Rows from a pointing dataset:
————
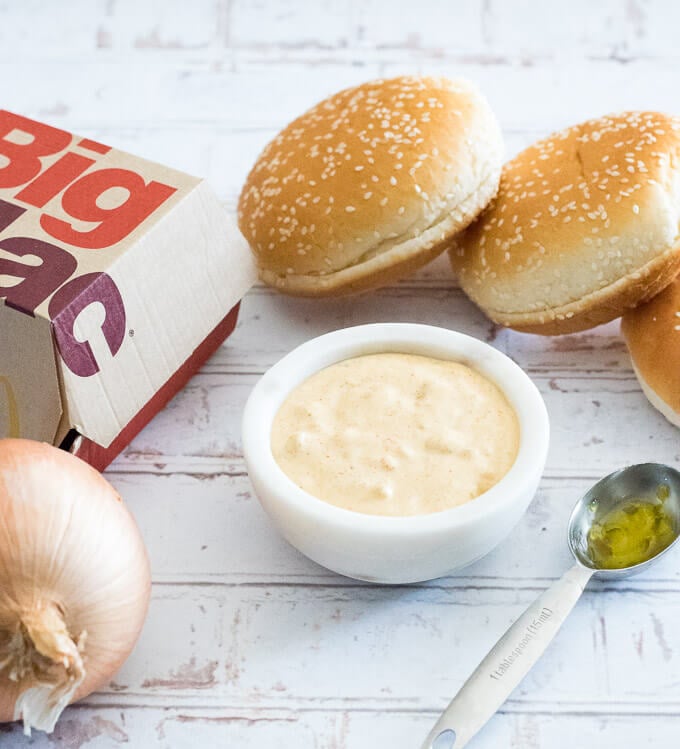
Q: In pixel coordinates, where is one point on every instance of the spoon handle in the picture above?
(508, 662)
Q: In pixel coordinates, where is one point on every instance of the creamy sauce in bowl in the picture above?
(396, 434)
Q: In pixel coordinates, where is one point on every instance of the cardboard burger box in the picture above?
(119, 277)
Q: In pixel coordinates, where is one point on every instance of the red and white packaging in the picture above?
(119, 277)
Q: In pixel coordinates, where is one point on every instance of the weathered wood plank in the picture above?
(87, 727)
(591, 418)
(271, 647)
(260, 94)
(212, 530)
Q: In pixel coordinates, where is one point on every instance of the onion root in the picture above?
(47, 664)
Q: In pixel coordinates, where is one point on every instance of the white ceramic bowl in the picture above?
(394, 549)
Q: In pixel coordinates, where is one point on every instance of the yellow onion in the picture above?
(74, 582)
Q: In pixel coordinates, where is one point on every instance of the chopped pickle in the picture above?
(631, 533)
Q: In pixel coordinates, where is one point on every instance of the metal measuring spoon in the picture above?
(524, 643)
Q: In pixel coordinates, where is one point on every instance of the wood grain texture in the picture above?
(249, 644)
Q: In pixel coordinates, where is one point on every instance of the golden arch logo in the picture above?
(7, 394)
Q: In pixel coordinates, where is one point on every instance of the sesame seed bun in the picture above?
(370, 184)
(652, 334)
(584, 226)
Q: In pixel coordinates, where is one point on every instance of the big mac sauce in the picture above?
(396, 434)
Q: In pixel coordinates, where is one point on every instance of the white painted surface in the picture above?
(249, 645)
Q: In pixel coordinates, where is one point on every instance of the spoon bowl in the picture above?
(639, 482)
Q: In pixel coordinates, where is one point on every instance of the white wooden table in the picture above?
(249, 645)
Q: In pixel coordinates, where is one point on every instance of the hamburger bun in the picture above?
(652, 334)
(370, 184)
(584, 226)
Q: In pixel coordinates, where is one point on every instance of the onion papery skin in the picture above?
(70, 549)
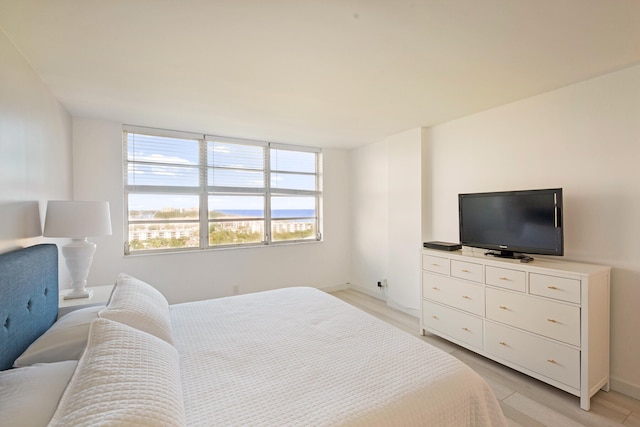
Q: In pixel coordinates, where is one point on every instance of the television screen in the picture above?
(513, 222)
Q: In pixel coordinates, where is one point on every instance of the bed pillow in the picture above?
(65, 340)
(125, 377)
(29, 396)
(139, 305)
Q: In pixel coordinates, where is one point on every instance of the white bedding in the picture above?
————
• [Instructions for the task]
Reproduce the records starting at the line containing "skin in the picture above?" and running through the end of the records, changing "television screen" to "TV display" and keeping everything else intact; omit the pictures from your answer.

• [Result of the exercise]
Q: In pixel coordinates, where is one point on every instance of the onion papery skin in the picture above?
(70, 549)
Q: In pixel coordinates, where is one point on every instance of the TV display in the picture above?
(513, 222)
Q: In pixel coordinates, where is one point on every instance of the bed pillow in the picture above?
(65, 340)
(125, 377)
(29, 396)
(139, 305)
Q: In pixel coordinates, where is one point on every instance of the white bedding in the picture above?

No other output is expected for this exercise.